TASK PROMPT =
Restating every entry exactly is the whole task.

DATA SUPPLIED below:

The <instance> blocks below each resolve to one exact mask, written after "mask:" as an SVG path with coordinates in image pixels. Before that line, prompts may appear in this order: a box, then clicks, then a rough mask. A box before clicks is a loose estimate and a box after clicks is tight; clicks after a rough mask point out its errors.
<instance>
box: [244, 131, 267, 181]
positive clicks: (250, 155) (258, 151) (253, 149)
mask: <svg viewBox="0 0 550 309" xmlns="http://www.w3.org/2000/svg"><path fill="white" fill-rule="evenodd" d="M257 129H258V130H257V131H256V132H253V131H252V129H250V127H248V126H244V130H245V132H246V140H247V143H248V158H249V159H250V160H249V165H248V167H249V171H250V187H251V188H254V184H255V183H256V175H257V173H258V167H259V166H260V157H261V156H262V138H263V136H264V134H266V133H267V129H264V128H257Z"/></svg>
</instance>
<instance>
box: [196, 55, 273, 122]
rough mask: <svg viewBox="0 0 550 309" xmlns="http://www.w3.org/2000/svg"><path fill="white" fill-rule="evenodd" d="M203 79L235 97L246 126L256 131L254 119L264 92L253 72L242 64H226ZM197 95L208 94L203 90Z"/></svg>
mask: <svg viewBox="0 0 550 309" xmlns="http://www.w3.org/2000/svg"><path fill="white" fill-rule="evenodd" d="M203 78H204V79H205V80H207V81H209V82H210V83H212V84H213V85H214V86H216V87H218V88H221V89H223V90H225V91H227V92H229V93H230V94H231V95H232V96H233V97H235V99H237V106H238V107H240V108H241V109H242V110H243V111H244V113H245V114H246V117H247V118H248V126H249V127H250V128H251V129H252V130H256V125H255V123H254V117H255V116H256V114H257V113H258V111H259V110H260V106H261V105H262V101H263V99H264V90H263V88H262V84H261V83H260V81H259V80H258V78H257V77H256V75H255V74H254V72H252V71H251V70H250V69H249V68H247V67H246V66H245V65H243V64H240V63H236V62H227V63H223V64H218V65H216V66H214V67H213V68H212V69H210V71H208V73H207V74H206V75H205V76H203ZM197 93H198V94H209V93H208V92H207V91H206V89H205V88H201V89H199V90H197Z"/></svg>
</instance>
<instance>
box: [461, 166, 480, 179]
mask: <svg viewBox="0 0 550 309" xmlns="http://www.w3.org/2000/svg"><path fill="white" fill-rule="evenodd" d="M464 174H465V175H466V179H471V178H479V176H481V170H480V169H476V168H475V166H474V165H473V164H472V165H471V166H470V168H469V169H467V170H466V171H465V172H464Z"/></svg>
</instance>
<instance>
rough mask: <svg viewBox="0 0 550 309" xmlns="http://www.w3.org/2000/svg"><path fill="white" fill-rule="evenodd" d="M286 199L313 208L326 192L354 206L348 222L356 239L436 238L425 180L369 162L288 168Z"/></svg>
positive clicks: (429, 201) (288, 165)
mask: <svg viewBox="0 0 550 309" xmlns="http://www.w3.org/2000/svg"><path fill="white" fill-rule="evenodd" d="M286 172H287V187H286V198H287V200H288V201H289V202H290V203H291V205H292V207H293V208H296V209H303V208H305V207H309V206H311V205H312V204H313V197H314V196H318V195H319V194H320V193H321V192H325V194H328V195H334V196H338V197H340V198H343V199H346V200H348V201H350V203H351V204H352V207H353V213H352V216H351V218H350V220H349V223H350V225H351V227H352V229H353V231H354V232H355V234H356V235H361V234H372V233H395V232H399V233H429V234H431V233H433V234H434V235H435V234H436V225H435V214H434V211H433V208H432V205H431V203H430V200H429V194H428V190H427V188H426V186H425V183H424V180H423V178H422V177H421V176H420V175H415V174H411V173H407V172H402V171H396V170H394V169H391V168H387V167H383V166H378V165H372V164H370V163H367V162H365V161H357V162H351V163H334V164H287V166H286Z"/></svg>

End of DATA SUPPLIED.

OUTPUT OF THE TASK =
The <instance> blocks below each resolve to one exact mask, written after "mask:" as an SVG path with coordinates in image pixels. Before that line, prompts may appear in this order: a box, then clicks, then a rough mask. A box before clicks is a loose estimate and a box after clicks is tight; clicks after a rough mask point out its errors.
<instance>
box: [244, 131, 267, 181]
positive clicks: (250, 155) (258, 151) (253, 149)
mask: <svg viewBox="0 0 550 309" xmlns="http://www.w3.org/2000/svg"><path fill="white" fill-rule="evenodd" d="M257 129H258V130H257V131H256V132H253V131H252V129H250V127H248V126H244V130H245V132H246V140H247V143H248V158H249V159H250V160H249V165H248V167H249V171H250V187H251V188H254V184H255V183H256V175H257V173H258V167H259V166H260V157H261V156H262V138H263V136H264V134H266V133H267V129H264V128H257Z"/></svg>
</instance>
<instance>
box: [196, 55, 273, 122]
rough mask: <svg viewBox="0 0 550 309" xmlns="http://www.w3.org/2000/svg"><path fill="white" fill-rule="evenodd" d="M203 79L235 97L246 126L256 131L254 119L264 92L253 72L242 64H226ZM197 95L208 94L203 90Z"/></svg>
mask: <svg viewBox="0 0 550 309" xmlns="http://www.w3.org/2000/svg"><path fill="white" fill-rule="evenodd" d="M203 78H204V79H205V80H207V81H209V82H210V83H212V84H213V85H214V86H216V87H218V88H221V89H223V90H225V91H227V92H229V93H230V94H231V95H232V96H233V97H235V99H237V106H238V107H240V108H241V109H242V110H243V111H244V113H245V114H246V117H247V118H248V126H249V127H250V128H251V129H252V130H256V125H255V123H254V117H255V116H256V114H257V113H258V111H259V110H260V106H261V105H262V101H263V99H264V90H263V88H262V84H261V83H260V81H259V80H258V78H257V77H256V75H255V74H254V72H252V71H251V70H250V69H249V68H247V67H246V66H245V65H243V64H240V63H236V62H227V63H223V64H218V65H216V66H214V67H213V68H212V69H210V71H208V73H207V74H206V75H205V76H203ZM197 93H198V94H209V93H208V92H207V91H206V89H205V88H201V89H199V90H197Z"/></svg>
</instance>
<instance>
box: [461, 166, 480, 179]
mask: <svg viewBox="0 0 550 309" xmlns="http://www.w3.org/2000/svg"><path fill="white" fill-rule="evenodd" d="M464 174H465V175H466V179H471V178H479V176H481V170H480V169H476V168H475V166H474V165H473V164H472V165H471V166H470V168H469V169H467V170H466V171H465V172H464Z"/></svg>
</instance>
<instance>
rough mask: <svg viewBox="0 0 550 309" xmlns="http://www.w3.org/2000/svg"><path fill="white" fill-rule="evenodd" d="M286 199L313 208L326 192L354 206L348 222L356 239L436 238L425 180L369 162L288 168Z"/></svg>
positive clicks: (429, 201) (288, 165)
mask: <svg viewBox="0 0 550 309" xmlns="http://www.w3.org/2000/svg"><path fill="white" fill-rule="evenodd" d="M286 172H287V187H286V198H287V200H288V201H289V202H290V203H291V205H292V207H293V208H296V209H303V208H305V207H309V206H311V205H312V204H313V197H314V196H318V195H319V194H320V193H321V192H325V194H328V195H334V196H338V197H340V198H343V199H346V200H348V201H350V203H351V204H352V207H353V213H352V216H351V218H350V220H349V223H350V225H351V227H352V229H353V231H354V232H355V234H356V235H361V234H372V233H395V232H399V233H429V234H431V233H433V234H434V235H435V234H436V225H435V214H434V211H433V208H432V205H431V203H430V200H429V194H428V190H427V188H426V186H425V183H424V180H423V178H422V177H421V176H420V175H415V174H411V173H407V172H402V171H396V170H394V169H391V168H387V167H383V166H378V165H372V164H370V163H367V162H365V161H357V162H351V163H334V164H287V166H286Z"/></svg>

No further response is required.